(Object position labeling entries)
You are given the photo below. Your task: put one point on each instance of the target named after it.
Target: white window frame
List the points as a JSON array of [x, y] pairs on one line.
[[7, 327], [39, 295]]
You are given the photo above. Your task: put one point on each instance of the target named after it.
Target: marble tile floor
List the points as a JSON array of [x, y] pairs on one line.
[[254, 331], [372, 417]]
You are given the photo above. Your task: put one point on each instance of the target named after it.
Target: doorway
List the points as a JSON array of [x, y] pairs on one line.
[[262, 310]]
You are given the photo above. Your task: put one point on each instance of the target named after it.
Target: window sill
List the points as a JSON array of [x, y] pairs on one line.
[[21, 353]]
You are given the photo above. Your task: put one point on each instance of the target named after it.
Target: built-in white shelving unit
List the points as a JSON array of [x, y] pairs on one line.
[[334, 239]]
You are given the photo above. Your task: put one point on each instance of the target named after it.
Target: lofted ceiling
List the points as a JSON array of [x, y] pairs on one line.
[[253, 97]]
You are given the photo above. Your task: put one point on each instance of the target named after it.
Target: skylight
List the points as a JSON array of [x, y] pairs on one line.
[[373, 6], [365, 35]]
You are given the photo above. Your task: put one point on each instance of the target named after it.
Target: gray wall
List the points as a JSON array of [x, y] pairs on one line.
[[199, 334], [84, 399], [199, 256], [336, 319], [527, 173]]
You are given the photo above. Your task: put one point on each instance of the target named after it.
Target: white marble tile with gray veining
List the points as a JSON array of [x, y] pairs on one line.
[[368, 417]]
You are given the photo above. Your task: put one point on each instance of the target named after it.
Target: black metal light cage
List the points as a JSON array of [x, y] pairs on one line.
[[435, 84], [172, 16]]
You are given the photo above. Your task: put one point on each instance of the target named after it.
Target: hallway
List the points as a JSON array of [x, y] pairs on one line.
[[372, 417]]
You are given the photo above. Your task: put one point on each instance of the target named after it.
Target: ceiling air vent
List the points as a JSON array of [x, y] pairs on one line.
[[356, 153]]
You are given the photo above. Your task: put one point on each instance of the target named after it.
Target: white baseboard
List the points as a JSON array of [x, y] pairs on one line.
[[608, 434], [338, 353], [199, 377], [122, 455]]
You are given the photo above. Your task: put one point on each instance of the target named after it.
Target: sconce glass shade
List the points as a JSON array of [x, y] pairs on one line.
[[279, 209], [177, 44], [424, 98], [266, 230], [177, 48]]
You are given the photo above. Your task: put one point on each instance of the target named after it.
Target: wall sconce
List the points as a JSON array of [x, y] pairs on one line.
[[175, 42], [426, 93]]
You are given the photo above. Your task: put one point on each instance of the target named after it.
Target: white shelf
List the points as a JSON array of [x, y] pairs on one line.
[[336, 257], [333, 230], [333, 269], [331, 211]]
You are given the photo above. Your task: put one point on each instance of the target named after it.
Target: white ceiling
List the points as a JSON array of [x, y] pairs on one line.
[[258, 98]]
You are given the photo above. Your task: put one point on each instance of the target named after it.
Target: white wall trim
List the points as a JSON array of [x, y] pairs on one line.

Problem description:
Write out again the stretch from the start of the items through the line containing "[[334, 239]]", requests included, and shift every coordinate in the answers by adding 50 to it. Leave out everything after that line.

Answer to the problem:
You are given the photo below. Your task: put one point on each instance of the target named after it.
Target: white window frame
List the points as a JSON array of [x, y] pairs on one line.
[[57, 377], [89, 345]]
You are given the photo above. Your task: put one point on each instance of the target named after it.
Target: marble tile floor
List the points as a JSON array of [x, y] pairs on one line.
[[304, 381], [422, 467]]
You are given the photo above. Your task: put one point on each instance of the target named after it.
Target: doorway
List the points as a JSON array of [x, y] pairs on one line.
[[312, 360]]
You are given the photo above. Your task: put one point on each instance of the target named after it.
Target: window sill
List the points as a JSON array of [x, y] pairs on one line.
[[71, 403]]
You are given the photo above. Your task: put one point on each instance of the target named after it.
Target: built-in white shelving unit
List the points as a JSON array of [x, y] pairs on one line.
[[384, 289]]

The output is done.